Exercise
Using the records below, copy out exactly the line that contains "the red white" and every line that follows it, up to and including the last, and no others.

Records
-------

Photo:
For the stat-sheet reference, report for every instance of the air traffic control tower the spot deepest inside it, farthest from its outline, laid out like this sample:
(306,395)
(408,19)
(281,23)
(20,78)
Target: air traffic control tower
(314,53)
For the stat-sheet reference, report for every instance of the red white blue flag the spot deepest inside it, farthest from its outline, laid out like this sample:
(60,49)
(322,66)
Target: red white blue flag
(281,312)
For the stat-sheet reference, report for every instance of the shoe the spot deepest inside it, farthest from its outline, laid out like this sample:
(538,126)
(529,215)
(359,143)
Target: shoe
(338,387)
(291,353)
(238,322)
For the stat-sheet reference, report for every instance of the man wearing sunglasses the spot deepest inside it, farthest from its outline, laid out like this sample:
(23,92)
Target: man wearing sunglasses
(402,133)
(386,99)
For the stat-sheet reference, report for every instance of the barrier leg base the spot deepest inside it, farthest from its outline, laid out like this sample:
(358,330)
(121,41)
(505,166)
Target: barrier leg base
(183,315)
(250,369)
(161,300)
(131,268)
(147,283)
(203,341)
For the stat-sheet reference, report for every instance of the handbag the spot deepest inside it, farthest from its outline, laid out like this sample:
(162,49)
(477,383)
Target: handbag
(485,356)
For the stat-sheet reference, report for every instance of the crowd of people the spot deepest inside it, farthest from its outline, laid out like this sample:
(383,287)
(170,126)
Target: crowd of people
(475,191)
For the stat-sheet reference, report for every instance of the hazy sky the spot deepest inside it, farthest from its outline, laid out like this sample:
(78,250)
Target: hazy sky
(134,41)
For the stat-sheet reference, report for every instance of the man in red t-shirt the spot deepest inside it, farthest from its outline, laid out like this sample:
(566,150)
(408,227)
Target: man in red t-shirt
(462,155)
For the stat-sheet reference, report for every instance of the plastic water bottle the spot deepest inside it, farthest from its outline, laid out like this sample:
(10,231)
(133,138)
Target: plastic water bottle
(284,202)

-------

The answer
For the stat-sheet reference, report for every instance of the red white blue flag the spot deepest inside it, farthest from its outline, laid out like this sample:
(60,49)
(322,66)
Target: red white blue flag
(281,312)
For the stat-sheet reference, report for every instance of the shoe the spot deepest inside it, farthest from its outline, laid out like this sample:
(538,126)
(529,215)
(359,143)
Target: shoe
(338,387)
(291,353)
(238,322)
For the stat-sheet reference, report for every instance of the man wearing sunglasses the spot deepest inside it, farthest from its outline, laid out like this sample:
(23,92)
Target: man wearing sunglasses
(402,133)
(386,99)
For the stat-sheet reference, report for every instance of the barrier leg base the spot deepest inside it, farthest from its outline, laid out like this sample:
(358,330)
(121,41)
(505,166)
Target: barrier leg base
(183,315)
(250,369)
(161,300)
(131,268)
(147,283)
(203,341)
For the stat-sheet reference, report for every instance of the handbag the spot deepest inside it, farthest from its outline, laid out like this sample:
(162,49)
(477,383)
Target: handbag
(485,356)
For the stat-sheet reference, report for every instance of the crowd of people the spot deepest inside it, farthest from its outline, laid out like this sample:
(383,287)
(170,126)
Target: crowd of people
(475,191)
For the stat-sheet reference, report for every instance of the hazy sky the spot deepest inside it, farthest from its outline, laid out like this sample:
(78,250)
Target: hazy sky
(134,41)
For the stat-sheet reference, report for every instance of the man in red t-shirt the spot deepest inside it, farthest from its outline, laid out like this sample:
(566,150)
(408,227)
Target: man in red t-shirt
(462,155)
For the stat-sheet reference, report for every instance of the plastic water bottle the spot deepest inside it, farthest from its outline, laid out like this sample:
(10,231)
(133,138)
Target: plastic water bottle
(284,202)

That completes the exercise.